-- Directive A --
Rewrite the mailing list post on multiwinner elections from "The utility, or" up to and including "candidate preference.", with "disappointed" replaced by "unhappy".

-- Provided passage --
::::::

[EM] Simulating multiwinner goodness
Terry Bouricius
terryb at burlingtontelecom.net
Thu Mar 11 06:42:21 PST 2010
Brian,
But obviously, real world satisfaction with an election outcome is not so
straight forward. I may favor a certain slate of candidates, but feel huge
dissatisfaction if they all win, such that there is no opposition in the
legislative body to "keep them honest." This is what happened for many in
British Columbia in 2001, when the Liberal Party won 77 out of 79 seats in
the Provincial legislature.
The utility, or hoped for happiness measurement before the election may be
changed BY the election results themselves. While this is especially true
of multi-seat elections, it is even true of single seat elections. I may
want my candidate to win, but be disappointed if she wins despite the fact
that a majority of voters preferred another candidate (due to a feature of
the voting method)...My preference for majority rule may trump my
candidate preference.
Terry Bouricius
----- Original Message -----
From: "Brian Olson" <bql at bolson.org>
To: "Election Methods Mailing List" <election-methods at electorama.com>
Sent: Thursday, March 11, 2010 7:35 AM
Subject: [EM] Simulating multiwinner goodness
There was a question on the list a while ago, and skimming to catch up I
didn't see a resolution, about what the right way to measure multiwinner
result goodness is.

::::::

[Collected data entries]
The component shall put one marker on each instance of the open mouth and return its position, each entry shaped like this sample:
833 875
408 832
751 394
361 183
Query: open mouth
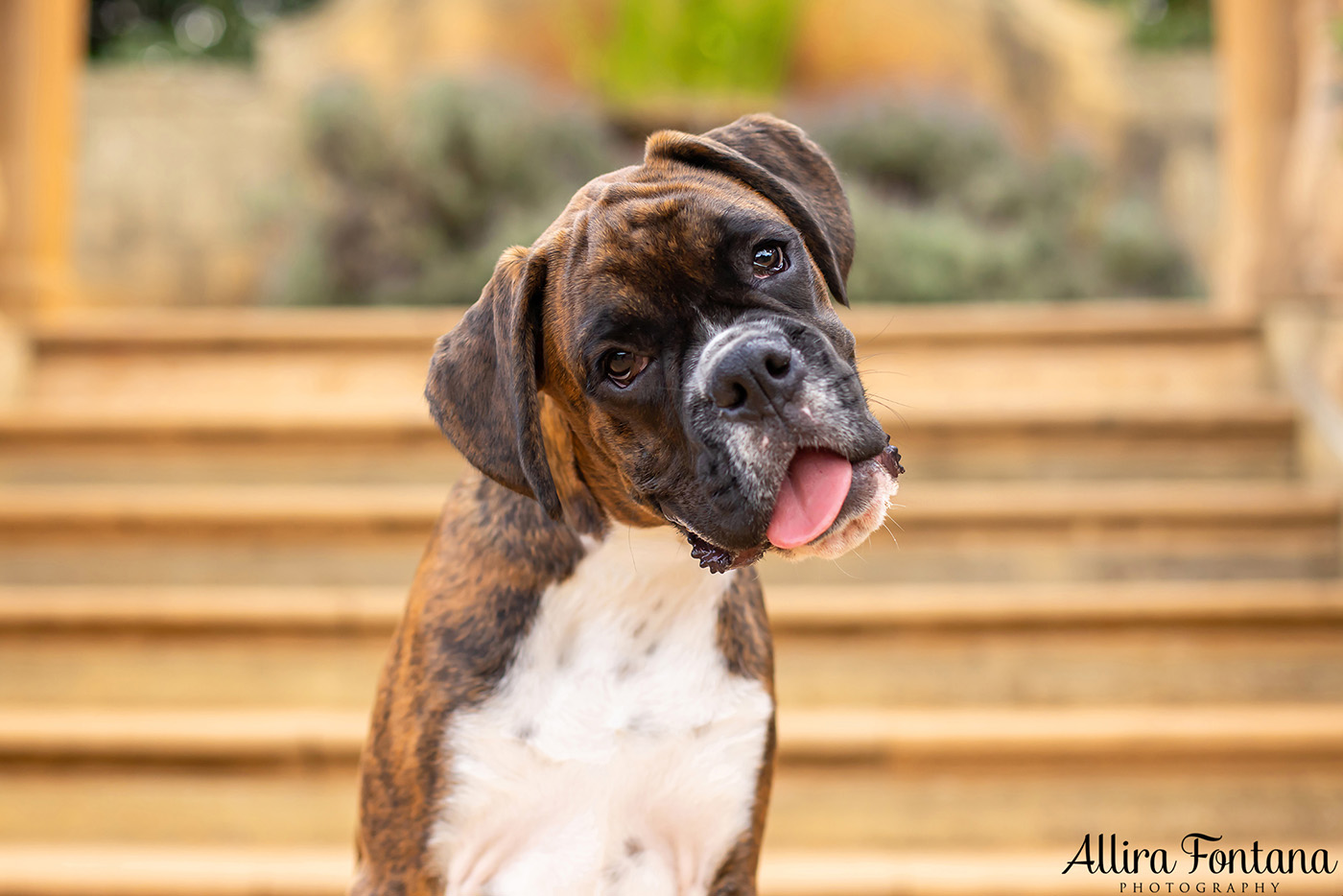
818 496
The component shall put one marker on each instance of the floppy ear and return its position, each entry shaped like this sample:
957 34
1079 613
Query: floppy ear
779 161
483 380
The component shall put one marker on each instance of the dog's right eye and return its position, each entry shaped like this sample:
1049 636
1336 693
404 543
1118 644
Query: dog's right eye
622 366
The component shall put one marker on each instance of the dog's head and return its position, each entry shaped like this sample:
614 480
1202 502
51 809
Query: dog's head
668 351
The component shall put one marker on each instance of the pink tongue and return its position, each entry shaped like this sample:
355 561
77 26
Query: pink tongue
810 497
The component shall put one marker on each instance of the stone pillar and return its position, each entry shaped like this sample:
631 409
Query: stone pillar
1256 47
42 50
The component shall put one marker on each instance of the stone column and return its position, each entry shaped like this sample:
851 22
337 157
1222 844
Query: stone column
42 50
1256 47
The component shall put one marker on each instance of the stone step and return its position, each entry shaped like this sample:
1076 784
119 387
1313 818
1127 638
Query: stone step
896 779
1252 438
915 645
120 869
960 531
340 359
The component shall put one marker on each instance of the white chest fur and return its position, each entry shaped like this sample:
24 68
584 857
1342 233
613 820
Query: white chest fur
620 755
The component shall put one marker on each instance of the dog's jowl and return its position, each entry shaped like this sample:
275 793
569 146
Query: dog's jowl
655 393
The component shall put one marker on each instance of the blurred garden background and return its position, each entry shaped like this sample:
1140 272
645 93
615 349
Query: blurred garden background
1098 306
356 152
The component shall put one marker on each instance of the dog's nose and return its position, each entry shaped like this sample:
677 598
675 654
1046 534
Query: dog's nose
756 376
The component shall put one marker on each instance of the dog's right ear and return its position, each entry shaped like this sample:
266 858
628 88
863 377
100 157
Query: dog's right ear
485 378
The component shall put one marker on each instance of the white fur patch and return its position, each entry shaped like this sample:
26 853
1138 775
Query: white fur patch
620 755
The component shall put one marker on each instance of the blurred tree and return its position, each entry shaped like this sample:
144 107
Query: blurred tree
1167 24
416 207
673 49
154 30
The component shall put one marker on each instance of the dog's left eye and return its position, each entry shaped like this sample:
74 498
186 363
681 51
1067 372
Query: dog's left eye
622 366
768 259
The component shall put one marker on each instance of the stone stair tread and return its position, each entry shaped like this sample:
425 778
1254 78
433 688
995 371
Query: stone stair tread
1249 413
136 869
791 607
338 326
825 734
419 504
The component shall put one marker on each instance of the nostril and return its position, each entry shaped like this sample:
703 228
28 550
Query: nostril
731 396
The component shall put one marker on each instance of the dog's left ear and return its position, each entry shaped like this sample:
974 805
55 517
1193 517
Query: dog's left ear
779 161
485 376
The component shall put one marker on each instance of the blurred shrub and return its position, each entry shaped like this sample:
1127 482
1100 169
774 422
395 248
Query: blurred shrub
1167 24
673 49
158 30
418 211
944 210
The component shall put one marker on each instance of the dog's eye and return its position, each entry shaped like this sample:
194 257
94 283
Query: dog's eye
622 366
768 259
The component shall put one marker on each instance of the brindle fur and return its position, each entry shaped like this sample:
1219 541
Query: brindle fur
517 398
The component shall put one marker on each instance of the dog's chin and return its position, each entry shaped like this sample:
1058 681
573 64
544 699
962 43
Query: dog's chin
875 486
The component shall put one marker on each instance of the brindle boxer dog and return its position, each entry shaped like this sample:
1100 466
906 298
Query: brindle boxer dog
573 704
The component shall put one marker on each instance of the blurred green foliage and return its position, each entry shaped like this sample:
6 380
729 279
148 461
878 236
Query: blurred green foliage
1167 24
418 211
672 49
160 30
415 207
946 210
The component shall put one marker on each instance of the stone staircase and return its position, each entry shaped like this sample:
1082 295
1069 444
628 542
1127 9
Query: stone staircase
1114 606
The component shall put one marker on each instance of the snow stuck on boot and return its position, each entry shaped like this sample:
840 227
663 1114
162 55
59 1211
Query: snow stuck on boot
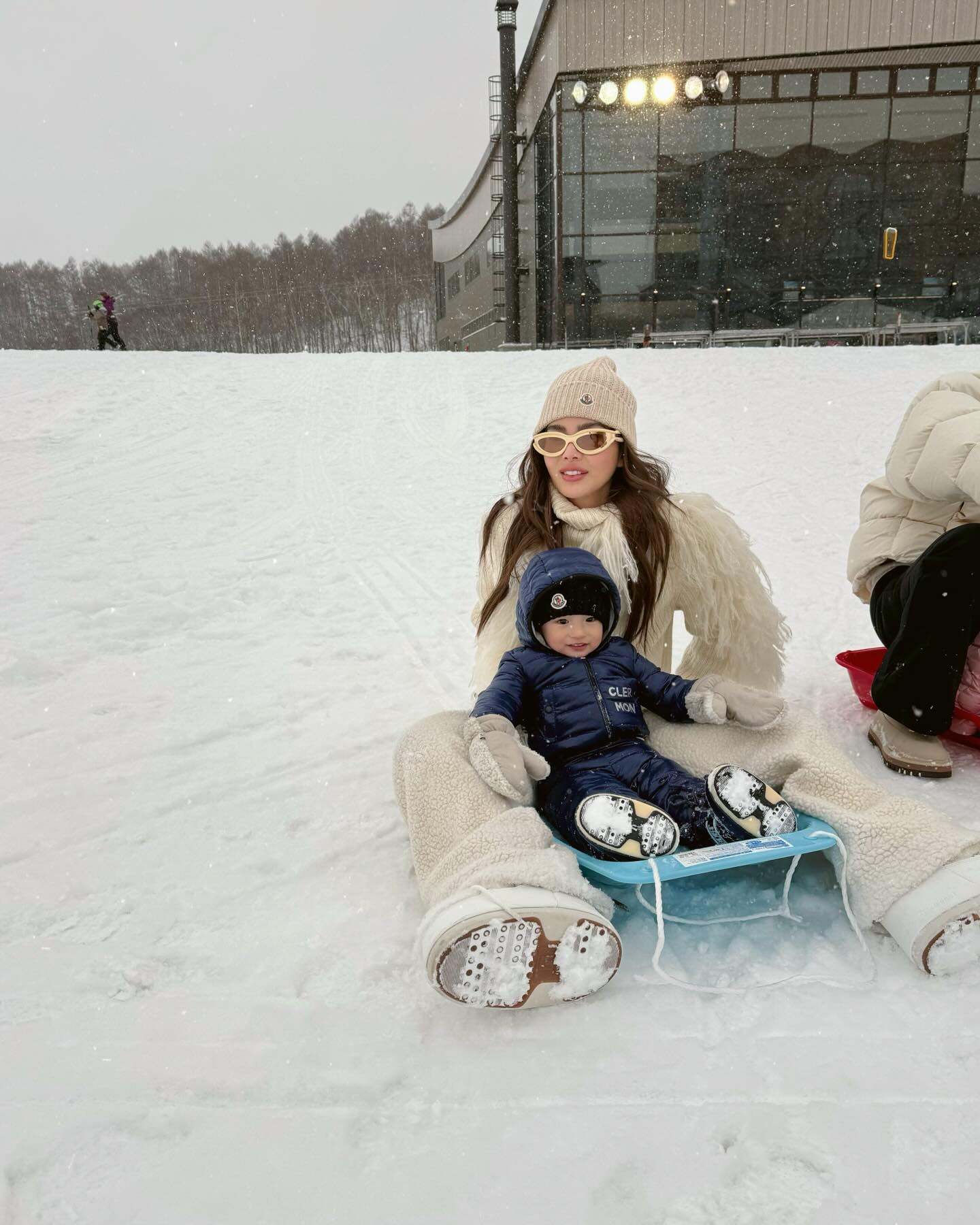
614 820
586 960
957 947
490 968
608 817
750 804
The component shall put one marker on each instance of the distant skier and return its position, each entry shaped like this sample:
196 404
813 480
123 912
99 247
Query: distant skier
608 791
110 304
101 324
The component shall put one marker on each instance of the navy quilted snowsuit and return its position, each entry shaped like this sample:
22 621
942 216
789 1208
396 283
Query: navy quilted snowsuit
585 716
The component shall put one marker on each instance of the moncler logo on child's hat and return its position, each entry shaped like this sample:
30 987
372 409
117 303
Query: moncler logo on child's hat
592 390
575 595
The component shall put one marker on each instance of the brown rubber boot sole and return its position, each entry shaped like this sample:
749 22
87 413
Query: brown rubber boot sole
900 767
504 962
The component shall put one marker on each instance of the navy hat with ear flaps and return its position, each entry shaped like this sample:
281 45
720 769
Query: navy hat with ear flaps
578 595
565 582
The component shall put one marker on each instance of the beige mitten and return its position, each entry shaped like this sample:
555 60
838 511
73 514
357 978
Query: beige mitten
502 761
716 700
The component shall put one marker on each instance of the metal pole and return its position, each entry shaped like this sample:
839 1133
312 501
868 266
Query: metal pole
506 30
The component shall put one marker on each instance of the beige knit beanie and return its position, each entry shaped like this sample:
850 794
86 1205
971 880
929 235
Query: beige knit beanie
595 391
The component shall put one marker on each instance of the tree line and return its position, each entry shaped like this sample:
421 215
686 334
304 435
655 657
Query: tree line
368 289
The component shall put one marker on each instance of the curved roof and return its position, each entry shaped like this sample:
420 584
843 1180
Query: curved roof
522 73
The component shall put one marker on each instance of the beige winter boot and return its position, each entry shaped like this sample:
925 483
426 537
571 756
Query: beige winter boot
908 753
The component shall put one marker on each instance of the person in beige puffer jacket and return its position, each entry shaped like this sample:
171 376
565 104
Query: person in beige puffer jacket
510 919
915 557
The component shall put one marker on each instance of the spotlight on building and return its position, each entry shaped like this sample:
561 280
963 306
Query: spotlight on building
635 91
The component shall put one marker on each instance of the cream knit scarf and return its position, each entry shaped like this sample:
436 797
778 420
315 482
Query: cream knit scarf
602 533
598 531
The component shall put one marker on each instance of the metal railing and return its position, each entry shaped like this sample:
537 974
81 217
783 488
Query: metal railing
953 331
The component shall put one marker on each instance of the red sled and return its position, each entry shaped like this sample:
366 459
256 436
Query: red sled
862 667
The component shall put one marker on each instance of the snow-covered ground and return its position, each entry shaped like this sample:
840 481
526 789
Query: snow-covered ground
226 586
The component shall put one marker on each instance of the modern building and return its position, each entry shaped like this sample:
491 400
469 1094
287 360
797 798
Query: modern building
712 165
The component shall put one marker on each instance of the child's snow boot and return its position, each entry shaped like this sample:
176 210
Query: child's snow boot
623 827
744 806
517 947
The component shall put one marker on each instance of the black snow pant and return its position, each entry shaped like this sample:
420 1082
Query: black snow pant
928 615
114 332
631 770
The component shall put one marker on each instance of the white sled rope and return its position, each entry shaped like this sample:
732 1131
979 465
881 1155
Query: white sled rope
783 912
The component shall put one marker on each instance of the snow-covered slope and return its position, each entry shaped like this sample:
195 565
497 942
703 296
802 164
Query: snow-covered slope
227 585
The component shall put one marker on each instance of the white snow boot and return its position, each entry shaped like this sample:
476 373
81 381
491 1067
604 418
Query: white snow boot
745 806
632 828
517 947
938 921
908 753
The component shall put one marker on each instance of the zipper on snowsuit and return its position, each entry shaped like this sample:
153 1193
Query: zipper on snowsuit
600 698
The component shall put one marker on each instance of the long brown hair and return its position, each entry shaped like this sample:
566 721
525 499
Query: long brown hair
638 493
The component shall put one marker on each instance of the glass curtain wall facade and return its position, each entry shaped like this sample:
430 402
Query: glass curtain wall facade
762 208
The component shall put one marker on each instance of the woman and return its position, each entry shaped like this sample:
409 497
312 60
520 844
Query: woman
494 882
915 559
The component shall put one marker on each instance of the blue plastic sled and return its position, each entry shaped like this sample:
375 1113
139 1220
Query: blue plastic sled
811 834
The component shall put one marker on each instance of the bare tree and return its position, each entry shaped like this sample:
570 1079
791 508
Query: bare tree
368 288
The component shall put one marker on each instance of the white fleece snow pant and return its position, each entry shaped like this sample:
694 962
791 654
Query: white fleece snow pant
463 833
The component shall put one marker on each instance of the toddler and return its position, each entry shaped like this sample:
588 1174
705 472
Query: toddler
578 692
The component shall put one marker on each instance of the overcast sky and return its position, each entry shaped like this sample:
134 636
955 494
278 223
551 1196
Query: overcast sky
130 127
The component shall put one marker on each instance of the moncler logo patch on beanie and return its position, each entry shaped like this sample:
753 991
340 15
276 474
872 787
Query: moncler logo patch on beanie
576 595
595 391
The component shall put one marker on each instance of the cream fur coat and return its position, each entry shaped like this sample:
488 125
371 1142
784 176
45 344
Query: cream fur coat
713 578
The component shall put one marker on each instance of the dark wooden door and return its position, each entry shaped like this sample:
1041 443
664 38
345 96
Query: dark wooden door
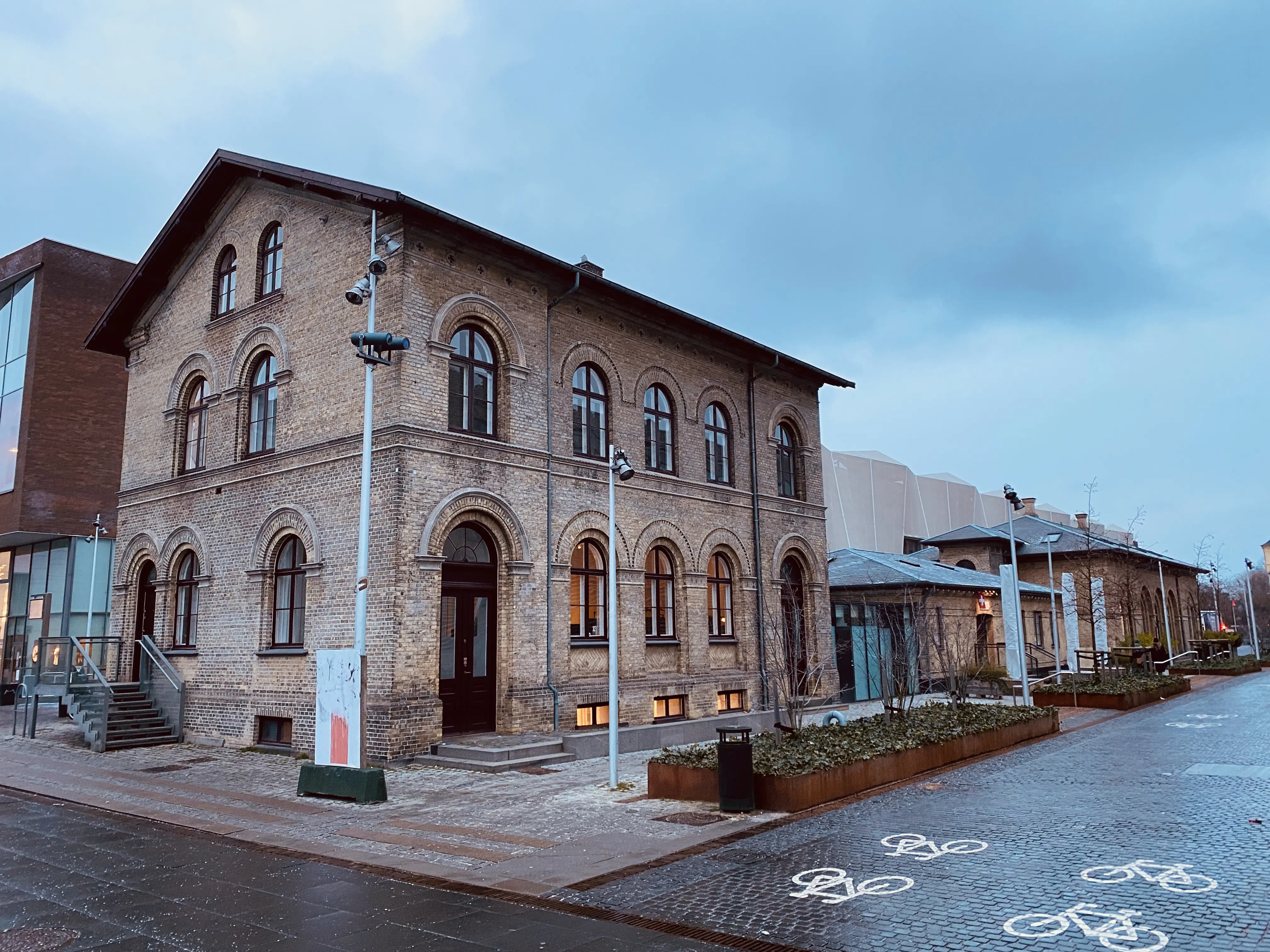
468 654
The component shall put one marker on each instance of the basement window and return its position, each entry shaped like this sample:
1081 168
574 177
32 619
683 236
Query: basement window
670 709
273 733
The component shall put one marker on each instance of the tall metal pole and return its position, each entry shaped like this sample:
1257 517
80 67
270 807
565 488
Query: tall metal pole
1164 605
1019 610
364 529
613 625
1053 611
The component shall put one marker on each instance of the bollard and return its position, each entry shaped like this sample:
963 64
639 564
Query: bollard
736 770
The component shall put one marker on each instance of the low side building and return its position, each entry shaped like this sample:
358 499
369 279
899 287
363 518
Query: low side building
944 616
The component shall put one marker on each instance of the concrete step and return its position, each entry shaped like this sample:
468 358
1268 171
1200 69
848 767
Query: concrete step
495 766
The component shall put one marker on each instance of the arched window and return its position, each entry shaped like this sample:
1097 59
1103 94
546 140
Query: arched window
658 594
271 259
472 384
718 449
787 473
590 413
263 403
658 431
719 583
587 593
196 426
289 594
226 281
186 629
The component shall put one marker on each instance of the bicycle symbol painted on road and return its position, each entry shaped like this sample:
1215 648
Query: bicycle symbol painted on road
1118 932
1171 876
924 850
818 883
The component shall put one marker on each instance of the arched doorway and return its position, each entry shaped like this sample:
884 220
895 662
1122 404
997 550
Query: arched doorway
145 620
468 631
794 626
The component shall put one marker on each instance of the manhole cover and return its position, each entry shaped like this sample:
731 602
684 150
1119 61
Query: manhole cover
690 819
36 940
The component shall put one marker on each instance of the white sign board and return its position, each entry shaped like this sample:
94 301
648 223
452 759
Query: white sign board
1071 622
1100 615
1010 616
338 725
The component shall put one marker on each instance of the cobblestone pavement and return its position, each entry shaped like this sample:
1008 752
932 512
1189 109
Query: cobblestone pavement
1153 785
78 880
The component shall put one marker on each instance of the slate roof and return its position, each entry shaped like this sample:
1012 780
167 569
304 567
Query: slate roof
855 568
1030 534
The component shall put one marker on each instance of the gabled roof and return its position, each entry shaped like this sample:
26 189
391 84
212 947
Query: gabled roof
855 568
188 221
1030 532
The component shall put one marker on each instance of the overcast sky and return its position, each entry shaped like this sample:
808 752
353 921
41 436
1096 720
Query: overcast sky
1037 236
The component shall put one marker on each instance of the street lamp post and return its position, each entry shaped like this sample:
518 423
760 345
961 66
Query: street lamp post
1053 614
620 465
1013 498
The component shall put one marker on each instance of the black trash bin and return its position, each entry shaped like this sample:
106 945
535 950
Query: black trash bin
736 770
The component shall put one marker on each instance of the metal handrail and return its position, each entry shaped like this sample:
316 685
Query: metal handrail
171 673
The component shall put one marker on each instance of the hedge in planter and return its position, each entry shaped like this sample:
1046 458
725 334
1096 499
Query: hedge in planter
825 763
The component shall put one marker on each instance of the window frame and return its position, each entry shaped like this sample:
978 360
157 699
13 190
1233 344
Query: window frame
590 398
197 390
268 361
294 578
185 630
582 604
658 584
271 261
225 286
656 416
719 588
716 412
470 365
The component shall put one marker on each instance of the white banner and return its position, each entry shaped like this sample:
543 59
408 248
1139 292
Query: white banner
1071 622
338 724
1099 606
1010 616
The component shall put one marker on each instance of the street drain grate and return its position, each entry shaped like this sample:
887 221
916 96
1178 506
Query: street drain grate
691 819
36 940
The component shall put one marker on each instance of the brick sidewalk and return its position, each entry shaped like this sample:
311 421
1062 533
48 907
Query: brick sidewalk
529 833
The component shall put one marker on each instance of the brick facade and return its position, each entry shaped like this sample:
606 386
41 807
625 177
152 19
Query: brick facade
428 480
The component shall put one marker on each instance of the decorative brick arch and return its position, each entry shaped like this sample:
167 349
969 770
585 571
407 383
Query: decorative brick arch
285 521
263 337
586 352
182 537
714 394
488 508
663 530
596 525
482 311
660 375
728 540
199 362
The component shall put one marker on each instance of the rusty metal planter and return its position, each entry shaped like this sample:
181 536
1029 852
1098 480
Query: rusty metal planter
793 794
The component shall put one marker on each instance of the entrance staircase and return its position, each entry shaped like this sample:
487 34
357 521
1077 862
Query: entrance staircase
493 753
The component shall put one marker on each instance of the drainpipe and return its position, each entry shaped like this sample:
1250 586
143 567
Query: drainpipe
556 692
759 547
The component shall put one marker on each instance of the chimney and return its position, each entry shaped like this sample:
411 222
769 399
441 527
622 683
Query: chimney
591 268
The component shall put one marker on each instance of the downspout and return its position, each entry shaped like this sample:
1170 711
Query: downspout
556 692
759 546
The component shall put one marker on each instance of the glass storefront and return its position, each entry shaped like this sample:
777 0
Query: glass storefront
63 570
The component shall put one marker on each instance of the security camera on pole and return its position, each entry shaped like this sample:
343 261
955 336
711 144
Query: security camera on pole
340 729
619 464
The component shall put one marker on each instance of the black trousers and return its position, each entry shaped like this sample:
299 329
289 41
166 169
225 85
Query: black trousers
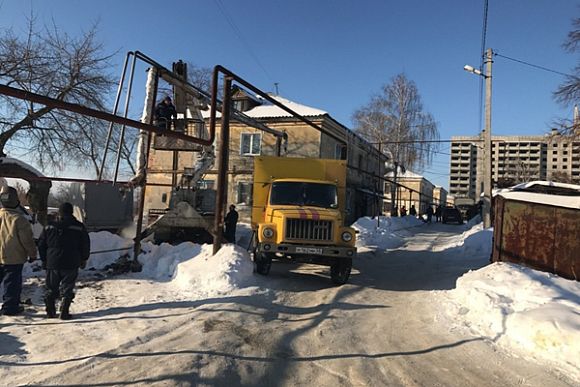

::::::

-- Directive B --
Turn the listing, from the line with "of the entrance" up to and including its last line, into a Markdown table with the columns Number and Listing line, one row per line and no blank lines. Leave the pictures out of the answer.

-- Correct response A --
The utility, or hoped for happiness measurement before the election may be
changed BY the election results themselves. While this is especially true
of multi-seat elections, it is even true of single seat elections. I may
want my candidate to win, but be unhappy if she wins despite the fact
that a majority of voters preferred another candidate (due to a feature of
the voting method)...My preference for majority rule may trump my
candidate preference.

-- Correct response B --
| Number | Listing line |
|---|---|
| 1 | The component shall put one marker on each instance of the entrance staircase and return its position, each entry shaped like this sample: |
| 2 | 487 34 |
| 3 | 357 521 |
| 4 | 1077 862 |
| 5 | Query: entrance staircase |
| 6 | 493 753 |
| 7 | The component shall put one marker on each instance of the drainpipe and return its position, each entry shaped like this sample: |
| 8 | 1250 586 |
| 9 | 143 567 |
| 10 | Query: drainpipe |
| 11 | 556 692 |
| 12 | 759 547 |
| 13 | The component shall put one marker on each instance of the chimney and return its position, each entry shaped like this sample: |
| 14 | 411 222 |
| 15 | 769 399 |
| 16 | 441 527 |
| 17 | 622 683 |
| 18 | Query: chimney |
| 19 | 591 268 |
| 20 | The component shall put one marker on each instance of the downspout and return its position, each entry shaped like this sample: |
| 21 | 1170 711 |
| 22 | Query: downspout |
| 23 | 556 692 |
| 24 | 759 546 |
| 25 | The component shall put one marker on each instance of the glass storefront and return its position, each entry shaped like this sample: |
| 26 | 777 0 |
| 27 | Query: glass storefront |
| 28 | 63 570 |
| 29 | The component shall put one marker on each instance of the security camera on pole and return its position, each entry shaped like this sample: |
| 30 | 343 261 |
| 31 | 955 336 |
| 32 | 711 144 |
| 33 | Query: security camera on pole |
| 34 | 340 729 |
| 35 | 619 464 |
| 36 | The component shall put one marker on each instance of the black trousers and return its position, each entry shaped like this sample: |
| 37 | 299 329 |
| 38 | 289 41 |
| 39 | 166 169 |
| 40 | 225 85 |
| 41 | Query: black trousers |